───── Document passage ─────
Businessman with people icons showing GDPR fines

Lessons Learned From GDPR Fines in 2023

In a year marked by record-breaking GDPR fines from companies like Meta and Amazon— Criteo, the French ad tech giant, is the latest company to find itself at the receiving end of a GDPR fine of €40 million ($44 million) penalty for its failure to obtain users’ consent regarding targeted advertising. This case serves as a reminder to companies worldwide about the importance of GDPR compliance. As businesses grapple with the repercussions of non-compliance, it becomes crucial to identify and avoid the three common mistakes that have landed countless organizations in hot water.

Not obtaining informed user consent

Under GDPR regulations, organizations must ensure that users are fully aware of what they are consenting to and understand how their data will be processed and used. This means presenting information in a concise and accessible manner, avoiding complicated legal jargon, and certifying that individuals have the freedom to give or withhold their consent without facing any negative consequences.
───── Provided records ─────
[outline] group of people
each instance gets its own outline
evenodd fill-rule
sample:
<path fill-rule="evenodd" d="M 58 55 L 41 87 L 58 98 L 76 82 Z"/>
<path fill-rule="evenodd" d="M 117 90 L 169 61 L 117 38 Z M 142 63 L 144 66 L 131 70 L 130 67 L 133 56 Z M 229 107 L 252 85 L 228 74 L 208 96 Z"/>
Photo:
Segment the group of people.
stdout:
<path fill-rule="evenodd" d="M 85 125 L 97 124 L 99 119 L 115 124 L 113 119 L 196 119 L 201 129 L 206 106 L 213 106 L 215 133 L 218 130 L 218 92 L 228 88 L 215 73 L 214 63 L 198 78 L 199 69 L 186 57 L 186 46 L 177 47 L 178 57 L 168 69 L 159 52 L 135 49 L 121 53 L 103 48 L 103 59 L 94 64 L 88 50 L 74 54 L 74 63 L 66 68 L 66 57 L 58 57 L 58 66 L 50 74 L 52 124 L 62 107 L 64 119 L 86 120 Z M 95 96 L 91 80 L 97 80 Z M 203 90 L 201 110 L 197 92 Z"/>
─────
→ **Exercise**
From the GDPR fines article, print word for word the passage that begins with the words "In a year marked" and ends with "in hot water.".

→ **Answer for this exercise**
In a year marked by record-breaking GDPR fines from companies like Meta and Amazon— Criteo, the French ad tech giant, is the latest company to find itself at the receiving end of a GDPR fine of €40 million ($44 million) penalty for its failure to obtain users’ consent regarding targeted advertising. This case serves as a reminder to companies worldwide about the importance of GDPR compliance. As businesses grapple with the repercussions of non-compliance, it becomes crucial to identify and avoid the three common mistakes that have landed countless organizations in hot water.